Written problem
Can the data below be echoed back word for word?

Information provided
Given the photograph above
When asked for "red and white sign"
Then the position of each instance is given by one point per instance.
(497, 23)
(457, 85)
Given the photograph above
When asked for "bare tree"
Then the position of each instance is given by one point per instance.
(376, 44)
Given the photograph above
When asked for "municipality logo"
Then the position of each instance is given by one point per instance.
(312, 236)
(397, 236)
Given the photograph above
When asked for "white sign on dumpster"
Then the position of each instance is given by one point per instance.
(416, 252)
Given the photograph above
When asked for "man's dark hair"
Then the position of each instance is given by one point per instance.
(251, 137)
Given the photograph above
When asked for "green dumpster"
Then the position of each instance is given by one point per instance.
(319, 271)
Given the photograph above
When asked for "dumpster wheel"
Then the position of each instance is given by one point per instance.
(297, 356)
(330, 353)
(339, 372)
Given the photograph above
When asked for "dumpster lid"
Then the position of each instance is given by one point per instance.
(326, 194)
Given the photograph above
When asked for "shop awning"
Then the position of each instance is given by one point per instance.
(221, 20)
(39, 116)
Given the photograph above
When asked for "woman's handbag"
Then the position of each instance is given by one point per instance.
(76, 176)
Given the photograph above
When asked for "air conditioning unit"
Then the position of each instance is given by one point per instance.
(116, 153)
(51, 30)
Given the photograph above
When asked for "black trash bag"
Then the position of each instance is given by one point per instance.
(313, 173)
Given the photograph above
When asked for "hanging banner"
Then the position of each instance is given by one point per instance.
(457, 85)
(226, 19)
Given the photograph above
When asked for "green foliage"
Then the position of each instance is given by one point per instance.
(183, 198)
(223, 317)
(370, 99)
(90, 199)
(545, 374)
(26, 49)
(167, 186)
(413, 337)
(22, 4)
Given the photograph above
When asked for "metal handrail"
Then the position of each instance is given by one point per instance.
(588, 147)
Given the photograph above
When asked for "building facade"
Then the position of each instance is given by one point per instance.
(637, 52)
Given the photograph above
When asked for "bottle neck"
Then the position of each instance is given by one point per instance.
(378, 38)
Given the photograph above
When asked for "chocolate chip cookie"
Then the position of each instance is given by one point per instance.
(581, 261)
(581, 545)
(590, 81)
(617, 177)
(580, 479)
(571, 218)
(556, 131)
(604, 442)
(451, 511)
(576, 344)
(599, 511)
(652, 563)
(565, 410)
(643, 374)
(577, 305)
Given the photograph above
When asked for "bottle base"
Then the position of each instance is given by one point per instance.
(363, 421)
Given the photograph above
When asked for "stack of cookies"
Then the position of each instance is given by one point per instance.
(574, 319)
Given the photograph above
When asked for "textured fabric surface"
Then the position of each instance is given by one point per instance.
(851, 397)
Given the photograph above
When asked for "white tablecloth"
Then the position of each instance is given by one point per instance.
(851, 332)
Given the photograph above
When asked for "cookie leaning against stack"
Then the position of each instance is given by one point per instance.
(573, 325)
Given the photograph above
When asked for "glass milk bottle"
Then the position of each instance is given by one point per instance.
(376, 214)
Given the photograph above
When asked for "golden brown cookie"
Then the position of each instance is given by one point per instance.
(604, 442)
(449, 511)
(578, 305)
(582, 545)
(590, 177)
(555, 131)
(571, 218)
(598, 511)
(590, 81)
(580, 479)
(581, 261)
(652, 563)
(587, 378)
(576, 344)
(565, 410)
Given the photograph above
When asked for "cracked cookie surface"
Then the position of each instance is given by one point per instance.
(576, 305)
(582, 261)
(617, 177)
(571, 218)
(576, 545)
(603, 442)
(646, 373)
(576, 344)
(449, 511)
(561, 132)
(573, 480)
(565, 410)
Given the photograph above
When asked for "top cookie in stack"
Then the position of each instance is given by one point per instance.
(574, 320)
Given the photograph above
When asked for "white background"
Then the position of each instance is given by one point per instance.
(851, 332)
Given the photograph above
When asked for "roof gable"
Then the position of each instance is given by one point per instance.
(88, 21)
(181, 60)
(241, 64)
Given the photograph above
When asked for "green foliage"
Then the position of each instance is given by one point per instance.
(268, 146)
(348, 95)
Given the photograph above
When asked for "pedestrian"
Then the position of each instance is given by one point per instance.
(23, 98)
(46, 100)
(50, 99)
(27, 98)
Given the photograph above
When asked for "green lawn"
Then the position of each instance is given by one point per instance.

Written solution
Given the photograph above
When asked for "red and white sign"
Then the position of each instance is given by one point per instance.
(497, 23)
(457, 85)
Given the photograph above
When asked for "bare tree"
Then the position of each instance is given by one point per instance.
(376, 44)
Given the photograph above
When asked for "municipality logo"
Then the position of each instance is given by one point per instance.
(312, 236)
(397, 236)
Given the photograph above
When asked for "white sign on dumpster"
Then the position of each instance is given by one point per instance.
(416, 252)
Given the photograph above
When asked for "man's dark hair"
Then the position of each instance is given by one point per instance.
(251, 137)
Given the photograph above
When asked for "green dumpster"
Then the position of each instance is given by one point per instance.
(319, 271)
Given the photograph above
When asked for "dumpster wheel"
Then the position of each instance is given by one point per instance.
(297, 356)
(330, 353)
(339, 372)
Given the photograph above
When asked for "dumpster lid"
Then the position of each instance is given by one point per instance.
(326, 194)
Given the photograph above
When asked for "shop awning"
Then the position of each instance is given by one point per instance.
(221, 20)
(39, 116)
Given the photograph above
When asked for "woman's handbag"
Then the position of each instance is given by one point per instance.
(76, 176)
Given the photograph above
When asked for "air conditioning unit"
Then the position of each instance is given by one point per instance.
(116, 153)
(51, 30)
Given the photograph above
When asked for "black trash bag"
Then the position of each instance is given by one point per instance.
(313, 173)
Given the photograph above
When asked for "hanging banner"
Then the position of each instance is given by one point per instance.
(457, 85)
(226, 19)
Given the photograph above
When asked for "green foliage"
Then the position of each instance is given by one point per instance.
(183, 198)
(223, 317)
(370, 99)
(90, 199)
(545, 374)
(26, 49)
(167, 186)
(413, 337)
(22, 4)
Given the photograph above
When asked for "metal handrail"
Then the position of each instance is given by one point per instance.
(588, 147)
Given the photograph above
When asked for "building facade"
Then the position of each instance is given by one point per instance.
(637, 52)
Given the photograph above
When asked for "bottle neck"
Then the position of each instance is given by one point per instance.
(378, 38)
Given the photograph above
When asked for "chocolate chip cookie"
Then the position of each instance is given by one point per instance.
(581, 261)
(581, 545)
(590, 81)
(617, 177)
(580, 479)
(571, 218)
(556, 131)
(604, 442)
(451, 511)
(576, 344)
(599, 511)
(652, 563)
(565, 410)
(643, 374)
(577, 305)
Given the photograph above
When asked for "bottle base"
Then the position of each instance is given by one point per instance.
(363, 421)
Given the photograph above
When asked for "stack of cookies"
Then the position of each instance is given by one point per instance.
(574, 319)
Given the photograph above
When asked for "textured fabric surface"
Then the position of each instance is given by one point per instance.
(851, 397)
Given the photograph above
When asked for "white tablecloth"
Then the position of each instance is given by one point per instance.
(851, 332)
Given the photograph above
When asked for "cookie leaning against stack"
Then the position of each instance is given by one point per instance.
(573, 325)
Given the photograph above
When asked for "glass milk bottle"
Then the position of each instance is given by one point per instance.
(376, 214)
Given the photograph above
When asked for "golden brown cookie"
Then the position of each instance is given by one point per instance.
(604, 442)
(449, 511)
(578, 305)
(582, 545)
(590, 177)
(555, 131)
(571, 218)
(598, 511)
(590, 81)
(580, 479)
(581, 261)
(652, 563)
(587, 378)
(576, 344)
(565, 410)
Given the photograph above
When asked for "cracked cookie surface"
Then the position of each instance is given by one point per instance.
(576, 305)
(582, 261)
(617, 177)
(571, 218)
(576, 545)
(603, 442)
(646, 373)
(576, 344)
(449, 511)
(561, 132)
(573, 480)
(565, 410)
Given the photograph above
When asked for "top cookie in stack"
Then the position of each instance is given by one point per instance.
(574, 320)
Given the photograph above
When asked for "white background"
Then the position of each instance is given by one point per instance.
(851, 332)
Given the photograph above
When asked for "roof gable"
Then the position of each instance is given by one point per instance.
(88, 21)
(181, 60)
(241, 64)
Given the photograph above
When asked for "green foliage"
Then the position of each instance is given by one point per instance.
(268, 146)
(348, 95)
Given the photograph above
When asked for "pedestrian"
Then the position of each instance is given by one point per instance.
(23, 98)
(46, 100)
(50, 99)
(27, 98)
Given the photograph above
When asked for "green lawn"
Then the position of each instance is given by one point per instance.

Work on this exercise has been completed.